Could you switch "even-odd" to "nonzero" everywhere in the material below and return its lines with nothing else changed, leaving out the pictures?

--- Begin ---

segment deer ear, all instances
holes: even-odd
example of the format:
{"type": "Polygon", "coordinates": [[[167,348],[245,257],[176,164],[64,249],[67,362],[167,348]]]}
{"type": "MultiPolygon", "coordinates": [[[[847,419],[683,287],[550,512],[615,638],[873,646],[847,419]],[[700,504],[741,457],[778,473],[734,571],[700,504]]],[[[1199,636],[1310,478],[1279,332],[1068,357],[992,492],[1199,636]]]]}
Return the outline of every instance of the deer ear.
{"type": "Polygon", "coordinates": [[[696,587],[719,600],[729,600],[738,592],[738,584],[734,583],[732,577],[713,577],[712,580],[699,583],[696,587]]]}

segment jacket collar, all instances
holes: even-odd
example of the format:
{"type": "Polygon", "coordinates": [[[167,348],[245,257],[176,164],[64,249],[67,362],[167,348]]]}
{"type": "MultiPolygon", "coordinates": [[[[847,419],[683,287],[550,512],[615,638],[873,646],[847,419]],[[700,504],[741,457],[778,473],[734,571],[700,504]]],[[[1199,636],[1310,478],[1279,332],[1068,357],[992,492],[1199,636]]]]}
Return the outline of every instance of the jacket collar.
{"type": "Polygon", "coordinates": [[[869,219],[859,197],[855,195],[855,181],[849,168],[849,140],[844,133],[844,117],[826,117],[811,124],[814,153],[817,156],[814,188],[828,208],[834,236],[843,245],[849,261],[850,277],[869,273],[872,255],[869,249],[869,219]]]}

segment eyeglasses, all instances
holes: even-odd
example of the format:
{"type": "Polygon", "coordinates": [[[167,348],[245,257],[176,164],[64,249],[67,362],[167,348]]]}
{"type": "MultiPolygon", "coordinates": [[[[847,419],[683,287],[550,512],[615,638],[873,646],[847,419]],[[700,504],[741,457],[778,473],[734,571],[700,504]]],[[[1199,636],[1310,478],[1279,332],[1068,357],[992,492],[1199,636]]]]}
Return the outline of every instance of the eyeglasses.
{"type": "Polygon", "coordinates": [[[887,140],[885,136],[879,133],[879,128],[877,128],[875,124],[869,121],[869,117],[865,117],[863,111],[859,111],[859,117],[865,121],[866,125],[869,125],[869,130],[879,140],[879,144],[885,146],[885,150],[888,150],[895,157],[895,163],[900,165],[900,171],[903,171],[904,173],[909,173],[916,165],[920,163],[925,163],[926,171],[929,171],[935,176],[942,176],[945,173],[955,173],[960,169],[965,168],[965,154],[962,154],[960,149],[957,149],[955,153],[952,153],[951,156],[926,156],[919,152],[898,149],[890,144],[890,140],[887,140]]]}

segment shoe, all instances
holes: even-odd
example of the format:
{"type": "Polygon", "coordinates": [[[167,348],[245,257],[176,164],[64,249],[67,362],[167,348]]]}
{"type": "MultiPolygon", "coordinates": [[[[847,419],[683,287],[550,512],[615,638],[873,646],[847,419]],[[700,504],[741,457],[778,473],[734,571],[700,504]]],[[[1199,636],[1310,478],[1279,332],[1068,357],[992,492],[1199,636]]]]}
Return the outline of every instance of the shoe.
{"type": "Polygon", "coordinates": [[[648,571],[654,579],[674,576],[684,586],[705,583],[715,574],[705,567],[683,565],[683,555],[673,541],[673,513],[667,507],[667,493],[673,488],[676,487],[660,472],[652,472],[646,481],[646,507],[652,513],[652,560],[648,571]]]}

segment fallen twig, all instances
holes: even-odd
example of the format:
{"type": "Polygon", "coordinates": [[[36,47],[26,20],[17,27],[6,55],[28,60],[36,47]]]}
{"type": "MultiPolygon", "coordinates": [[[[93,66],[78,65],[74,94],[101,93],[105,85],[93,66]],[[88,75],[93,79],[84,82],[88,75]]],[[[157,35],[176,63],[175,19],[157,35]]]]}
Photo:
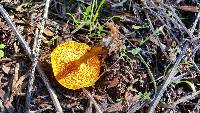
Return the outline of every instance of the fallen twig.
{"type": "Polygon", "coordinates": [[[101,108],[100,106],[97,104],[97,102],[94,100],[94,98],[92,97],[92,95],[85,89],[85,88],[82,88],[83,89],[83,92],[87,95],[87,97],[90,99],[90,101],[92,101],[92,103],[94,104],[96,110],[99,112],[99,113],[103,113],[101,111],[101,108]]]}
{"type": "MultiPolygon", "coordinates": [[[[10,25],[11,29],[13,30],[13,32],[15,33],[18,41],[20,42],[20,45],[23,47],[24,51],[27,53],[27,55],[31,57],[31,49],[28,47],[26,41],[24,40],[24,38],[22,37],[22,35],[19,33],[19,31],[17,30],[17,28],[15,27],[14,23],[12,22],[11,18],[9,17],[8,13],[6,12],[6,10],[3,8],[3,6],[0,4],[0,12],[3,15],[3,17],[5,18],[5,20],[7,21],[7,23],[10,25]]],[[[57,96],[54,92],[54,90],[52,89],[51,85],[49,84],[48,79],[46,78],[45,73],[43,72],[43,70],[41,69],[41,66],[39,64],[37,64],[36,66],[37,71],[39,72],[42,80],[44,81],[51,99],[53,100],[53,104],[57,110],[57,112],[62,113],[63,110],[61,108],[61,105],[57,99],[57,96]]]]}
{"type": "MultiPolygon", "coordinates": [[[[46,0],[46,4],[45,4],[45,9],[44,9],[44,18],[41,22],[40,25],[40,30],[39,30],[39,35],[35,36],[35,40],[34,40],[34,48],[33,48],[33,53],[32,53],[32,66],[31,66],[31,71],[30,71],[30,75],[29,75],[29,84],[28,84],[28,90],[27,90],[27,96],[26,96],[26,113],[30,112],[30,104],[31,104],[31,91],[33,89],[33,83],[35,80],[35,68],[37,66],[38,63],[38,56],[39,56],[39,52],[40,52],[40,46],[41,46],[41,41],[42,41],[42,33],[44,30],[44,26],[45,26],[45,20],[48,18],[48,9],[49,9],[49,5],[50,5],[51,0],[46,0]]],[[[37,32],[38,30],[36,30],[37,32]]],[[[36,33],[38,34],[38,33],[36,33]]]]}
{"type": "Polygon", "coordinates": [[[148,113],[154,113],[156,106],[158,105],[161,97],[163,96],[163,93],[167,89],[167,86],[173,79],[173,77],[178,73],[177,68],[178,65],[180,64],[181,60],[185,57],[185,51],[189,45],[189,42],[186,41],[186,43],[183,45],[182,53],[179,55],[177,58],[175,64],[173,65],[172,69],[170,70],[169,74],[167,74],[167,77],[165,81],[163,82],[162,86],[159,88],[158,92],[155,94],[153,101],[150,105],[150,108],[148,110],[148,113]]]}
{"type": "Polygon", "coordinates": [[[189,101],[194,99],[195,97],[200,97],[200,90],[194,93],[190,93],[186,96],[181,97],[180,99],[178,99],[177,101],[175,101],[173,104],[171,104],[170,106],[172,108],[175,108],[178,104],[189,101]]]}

--- End ---

*Task solution*
segment deer ear, all instances
holes: nonzero
example of the format:
{"type": "Polygon", "coordinates": [[[167,348],[245,257],[176,164],[64,249],[67,362],[167,348]]]}
{"type": "MultiPolygon", "coordinates": [[[[847,419],[683,287],[550,512],[615,638],[873,646],[847,419]],[[700,504],[741,457],[778,473],[734,571],[700,504]]],[[[1199,636],[1310,478],[1279,332],[1068,357],[992,492],[1199,636]]]]}
Return the outline of every instance of the deer ear.
{"type": "Polygon", "coordinates": [[[696,587],[719,600],[729,600],[738,592],[738,584],[734,583],[732,577],[713,577],[712,580],[699,583],[696,587]]]}

segment jacket collar, all instances
holes: nonzero
example of the format:
{"type": "Polygon", "coordinates": [[[167,348],[245,257],[176,164],[64,249],[67,362],[167,348]]]}
{"type": "MultiPolygon", "coordinates": [[[[847,419],[683,287],[550,512],[615,638],[873,646],[847,419]],[[700,504],[741,457],[778,473],[734,571],[700,504]]],[[[1199,636],[1310,478],[1279,332],[1068,357],[992,492],[1199,636]]]]}
Return the outline of every instance of the jacket collar.
{"type": "Polygon", "coordinates": [[[869,219],[859,197],[855,195],[855,181],[849,168],[849,140],[844,133],[844,117],[826,117],[811,124],[814,153],[817,156],[814,188],[828,208],[834,236],[843,245],[849,261],[850,277],[869,273],[872,255],[869,249],[869,219]]]}

segment eyeglasses, all instances
holes: nonzero
example of the format:
{"type": "Polygon", "coordinates": [[[167,348],[245,257],[176,164],[64,249],[67,362],[167,348]]]}
{"type": "MultiPolygon", "coordinates": [[[[847,419],[683,287],[550,512],[615,638],[873,646],[847,419]],[[700,504],[741,457],[778,473],[734,571],[700,504]]],[[[1199,636],[1310,478],[1279,332],[1068,357],[992,492],[1199,636]]]]}
Return the outline of every instance of the eyeglasses.
{"type": "Polygon", "coordinates": [[[887,140],[885,136],[879,133],[879,128],[877,128],[875,124],[869,121],[869,117],[865,117],[863,111],[859,111],[859,117],[865,121],[866,125],[869,125],[869,130],[879,140],[879,144],[885,146],[885,150],[888,150],[895,157],[895,163],[900,165],[900,171],[903,171],[904,173],[909,173],[916,165],[920,163],[925,163],[926,171],[929,171],[935,176],[942,176],[945,173],[955,173],[960,169],[965,168],[965,154],[962,154],[960,149],[957,149],[955,153],[952,153],[951,156],[926,156],[919,152],[898,149],[890,144],[890,140],[887,140]]]}

segment shoe, all instances
holes: nonzero
example of the format:
{"type": "Polygon", "coordinates": [[[167,348],[245,257],[176,164],[64,249],[67,362],[167,348]]]}
{"type": "MultiPolygon", "coordinates": [[[[847,419],[683,287],[550,512],[615,638],[873,646],[847,419]],[[700,504],[741,457],[778,473],[734,571],[700,504]]],[[[1199,636],[1310,478],[1279,332],[1068,357],[992,492],[1199,636]]]]}
Return the outline of every instance of the shoe.
{"type": "Polygon", "coordinates": [[[648,571],[654,579],[674,576],[684,586],[705,583],[715,574],[705,567],[683,565],[683,555],[673,541],[673,513],[667,507],[667,493],[673,488],[676,487],[660,472],[652,472],[646,481],[646,507],[652,513],[652,560],[648,571]]]}

segment fallen twig, all instances
holes: nonzero
example of the format:
{"type": "Polygon", "coordinates": [[[36,47],[26,20],[17,27],[6,55],[28,60],[36,47]]]}
{"type": "MultiPolygon", "coordinates": [[[[93,66],[78,65],[74,94],[101,93],[105,85],[93,66]],[[88,75],[93,79],[84,82],[88,75]]],[[[157,35],[176,63],[175,19],[157,35]]]]}
Photo:
Return the outline of every instance of the fallen twig.
{"type": "Polygon", "coordinates": [[[101,108],[100,106],[97,104],[97,102],[94,100],[94,98],[92,97],[92,95],[85,89],[85,88],[82,88],[83,89],[83,92],[87,95],[87,97],[90,99],[90,101],[92,101],[92,103],[94,104],[96,110],[99,112],[99,113],[103,113],[101,111],[101,108]]]}
{"type": "MultiPolygon", "coordinates": [[[[10,25],[11,29],[13,30],[13,32],[15,33],[18,41],[20,42],[20,45],[23,47],[24,51],[27,53],[27,55],[31,57],[31,49],[28,47],[26,41],[24,40],[24,38],[22,37],[22,35],[19,33],[19,31],[17,30],[17,28],[15,27],[14,23],[12,22],[11,18],[9,17],[8,13],[6,12],[6,10],[3,8],[3,6],[0,4],[0,12],[3,15],[3,17],[5,18],[5,20],[7,21],[7,23],[10,25]]],[[[57,96],[54,92],[54,90],[52,89],[51,85],[49,84],[48,79],[46,78],[45,73],[43,72],[43,70],[41,69],[41,66],[39,64],[37,64],[36,66],[37,71],[39,72],[42,80],[44,81],[51,99],[53,100],[53,104],[57,110],[57,112],[62,113],[63,110],[61,108],[61,105],[57,99],[57,96]]]]}
{"type": "MultiPolygon", "coordinates": [[[[46,0],[46,4],[45,4],[45,9],[44,9],[44,18],[41,22],[40,25],[40,30],[39,30],[39,35],[35,36],[35,40],[34,40],[34,48],[33,48],[33,53],[32,53],[32,66],[31,66],[31,71],[30,71],[30,75],[29,75],[29,84],[28,84],[28,90],[27,90],[27,96],[26,96],[26,113],[30,112],[30,104],[31,104],[31,91],[33,89],[33,83],[35,80],[35,68],[37,66],[38,63],[38,56],[39,56],[39,52],[40,52],[40,46],[41,46],[41,41],[42,41],[42,33],[44,30],[44,26],[45,26],[45,20],[48,18],[48,9],[49,9],[49,5],[50,5],[51,0],[46,0]]],[[[37,32],[38,30],[36,30],[37,32]]],[[[36,33],[38,34],[38,33],[36,33]]]]}
{"type": "Polygon", "coordinates": [[[148,113],[154,113],[156,106],[158,105],[161,97],[163,96],[163,93],[167,89],[167,86],[173,79],[173,77],[178,73],[177,68],[178,65],[180,64],[181,60],[185,57],[185,51],[189,45],[189,42],[186,41],[186,43],[183,45],[182,53],[179,55],[177,58],[175,64],[173,65],[172,69],[170,70],[169,74],[167,74],[167,77],[165,81],[163,82],[162,86],[159,88],[158,92],[155,94],[153,101],[150,105],[150,108],[148,110],[148,113]]]}
{"type": "Polygon", "coordinates": [[[189,101],[194,99],[195,97],[200,97],[200,90],[194,93],[190,93],[186,96],[181,97],[180,99],[178,99],[177,101],[175,101],[173,104],[171,104],[170,106],[172,108],[175,108],[178,104],[189,101]]]}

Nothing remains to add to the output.